* Request: Copy every line of the records below, word for word, with nothing changed.
'''
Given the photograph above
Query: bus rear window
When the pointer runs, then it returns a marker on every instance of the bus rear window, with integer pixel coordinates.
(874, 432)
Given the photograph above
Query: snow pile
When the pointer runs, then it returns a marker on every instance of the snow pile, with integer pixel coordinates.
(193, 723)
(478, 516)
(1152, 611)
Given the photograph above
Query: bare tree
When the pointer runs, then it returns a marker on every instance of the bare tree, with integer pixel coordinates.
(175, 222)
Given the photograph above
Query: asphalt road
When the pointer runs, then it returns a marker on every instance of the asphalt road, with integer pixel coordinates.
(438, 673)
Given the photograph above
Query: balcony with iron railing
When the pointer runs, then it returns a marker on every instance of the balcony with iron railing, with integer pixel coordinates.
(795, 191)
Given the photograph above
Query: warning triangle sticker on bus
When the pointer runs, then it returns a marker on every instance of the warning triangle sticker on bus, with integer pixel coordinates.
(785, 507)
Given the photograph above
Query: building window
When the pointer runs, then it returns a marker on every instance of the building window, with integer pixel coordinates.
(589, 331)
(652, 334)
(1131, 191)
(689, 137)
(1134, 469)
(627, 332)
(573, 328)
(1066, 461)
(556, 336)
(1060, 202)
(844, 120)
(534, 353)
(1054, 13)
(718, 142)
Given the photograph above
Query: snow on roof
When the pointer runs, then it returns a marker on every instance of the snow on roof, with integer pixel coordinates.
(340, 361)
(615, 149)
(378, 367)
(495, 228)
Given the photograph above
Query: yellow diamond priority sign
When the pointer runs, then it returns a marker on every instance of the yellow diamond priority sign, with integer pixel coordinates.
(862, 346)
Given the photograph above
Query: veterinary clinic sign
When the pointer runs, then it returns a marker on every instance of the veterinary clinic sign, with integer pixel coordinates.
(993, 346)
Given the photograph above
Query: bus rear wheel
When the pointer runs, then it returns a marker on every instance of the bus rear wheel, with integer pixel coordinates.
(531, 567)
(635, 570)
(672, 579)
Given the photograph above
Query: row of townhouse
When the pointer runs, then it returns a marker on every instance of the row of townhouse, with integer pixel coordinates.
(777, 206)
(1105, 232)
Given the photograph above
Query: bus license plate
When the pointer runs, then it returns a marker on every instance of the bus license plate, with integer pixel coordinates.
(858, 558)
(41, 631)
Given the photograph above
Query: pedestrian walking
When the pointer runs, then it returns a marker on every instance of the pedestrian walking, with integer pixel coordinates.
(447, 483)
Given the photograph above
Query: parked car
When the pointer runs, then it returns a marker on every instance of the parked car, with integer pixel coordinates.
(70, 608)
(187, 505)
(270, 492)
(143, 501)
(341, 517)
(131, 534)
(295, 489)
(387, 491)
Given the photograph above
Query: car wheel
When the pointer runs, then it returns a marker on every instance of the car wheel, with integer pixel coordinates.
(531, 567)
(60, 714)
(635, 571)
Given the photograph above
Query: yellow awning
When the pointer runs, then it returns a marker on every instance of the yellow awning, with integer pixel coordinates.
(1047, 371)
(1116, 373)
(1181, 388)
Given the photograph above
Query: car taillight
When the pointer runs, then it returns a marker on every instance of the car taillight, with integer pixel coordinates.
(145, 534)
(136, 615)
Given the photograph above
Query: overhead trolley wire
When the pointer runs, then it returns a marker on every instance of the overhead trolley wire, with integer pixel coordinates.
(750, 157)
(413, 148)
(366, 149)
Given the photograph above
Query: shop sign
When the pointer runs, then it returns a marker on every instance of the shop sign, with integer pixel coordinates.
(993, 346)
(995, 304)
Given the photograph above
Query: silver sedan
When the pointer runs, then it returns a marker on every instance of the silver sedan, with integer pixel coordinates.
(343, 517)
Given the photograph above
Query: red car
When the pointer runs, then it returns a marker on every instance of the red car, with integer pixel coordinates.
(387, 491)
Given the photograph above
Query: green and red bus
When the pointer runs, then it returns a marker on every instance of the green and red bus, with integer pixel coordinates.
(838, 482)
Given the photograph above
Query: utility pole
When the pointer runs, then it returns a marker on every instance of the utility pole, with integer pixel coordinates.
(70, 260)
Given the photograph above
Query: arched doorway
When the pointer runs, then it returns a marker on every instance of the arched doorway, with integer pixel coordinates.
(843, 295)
'''
* Task response:
Given the photograph above
Query: bus rear window
When the pointer runs, then it returns a marker on every instance of the bus rear window, with integer pixel coordinates.
(874, 432)
Given the photograph above
Query: snow pile
When the pointer runs, then it returns a marker on every instance of the snow pile, with integer pixel coordinates.
(193, 723)
(478, 516)
(1152, 611)
Given the photograph above
Query: bare tree
When the pointer runs, then it returns a marker on every instance of the bare tree, with integer pixel coordinates.
(175, 222)
Given the photograph above
Query: asphalt road
When the pointer runs, then it returns a marker on every instance of the asphalt road, with integer pixel coordinates.
(438, 673)
Given the photograph above
Query: balcony with iron railing
When the pointer runs, then it returns a marker on every instance of the balcony with iron railing, with integer pixel coordinates.
(795, 191)
Given the photograph above
Query: warning triangle sticker on bus
When the pointer runs, then it returns a marker on every instance of the warning triangle sticker on bus, with integer pixel coordinates.
(785, 507)
Given the photograph above
Query: building window
When the pointer runs, then it returns a marker on every instance of the building window, with integer pixel coordinates.
(589, 331)
(652, 334)
(1131, 191)
(689, 137)
(1134, 469)
(627, 332)
(573, 328)
(1066, 461)
(556, 336)
(1060, 202)
(844, 120)
(534, 353)
(1054, 13)
(718, 142)
Given the photograph above
Query: snow on roof
When the pointer runs, then it returns a marker on every instance of the snow on roof, with integer pixel coordinates.
(340, 361)
(615, 149)
(378, 367)
(495, 228)
Given the photograph above
Query: yellow diamond priority sign
When the pointer runs, then it returns a marker on every instance of the yellow diamond priority sign, with integer pixel coordinates.
(862, 346)
Given the photograph above
Query: veterinary clinic sign
When the pointer runs, then it returns a marker on every instance of the veterinary clinic sign, with integer pixel coordinates.
(993, 346)
Given the photograph above
Query: bus rear wheel
When the pointer runs, then it returns a marker on every instance of the bus rear wheel, with integer pixel coordinates.
(531, 567)
(635, 570)
(672, 579)
Given the photograph above
Query: row of townhouse
When the pointer runs, then it returns a marker on every instance of the row of townhouse, with integer pixel coordinates.
(777, 206)
(1105, 232)
Given the photograph above
Query: bus license plate
When the pointer runs, then it returns a marker on every instance of the bus license plate, with integer pixel coordinates.
(858, 558)
(41, 631)
Given the photograph above
Query: pedestrian walking
When the pointer runs, then it returns a marker on every instance of the pedestrian walking, with integer pixel coordinates.
(447, 483)
Given the photograph above
Query: parked car
When the pointer runs, then it returns a marker on every instance of the parked car, with integer pixel coordinates.
(70, 608)
(187, 505)
(270, 492)
(143, 501)
(341, 517)
(131, 534)
(295, 489)
(387, 491)
Given the photograph above
Query: car wheel
When the pointer runs, then it returns a marker on every instance of the car wheel, with integer pixel coordinates.
(531, 567)
(60, 714)
(635, 571)
Given the photograph above
Query: yellow awning
When the pointer runs, then it returns a marker on every instance of the yellow awning, with integer pixel coordinates.
(1047, 371)
(1116, 373)
(1181, 388)
Given the photograph above
Query: car taillight
When the pointer runs, then it returns a marker on every instance of the car taillight, with integer pixel coordinates.
(145, 534)
(136, 615)
Given the photograph above
Query: overhead trolley wire
When the pointer runs, then it returns a marker on every instance of the overhead trolley wire, with integer pixel coordinates.
(750, 157)
(413, 148)
(366, 149)
Given the photograph above
Query: shop sign
When the pointer runs, then it returns a marker on every instance of the shop sign, with integer pixel coordinates.
(993, 346)
(995, 304)
Given the photograph above
Query: silver sedan
When the pointer runs, then it returns a marker on every instance of the silver sedan, with integer pixel coordinates.
(343, 517)
Given the photograph above
Query: red car
When the pointer runs, then it returns a marker on every instance of the red car, with integer pixel coordinates.
(387, 491)
Given the photograph above
Query: green and red bus
When the pointer runs, then it returns a marker on every instance of the green and red bus, with integer pixel coordinates.
(838, 482)
Given the photograph above
Query: utility pole
When the pointer runs, then it returns a marker on every instance of the utility pole, with integer pixel coordinates.
(70, 260)
Given the photograph above
Query: arched doorway
When the pointer runs, then it returns a marker on every instance of the arched doorway, with integer pixel coordinates.
(843, 295)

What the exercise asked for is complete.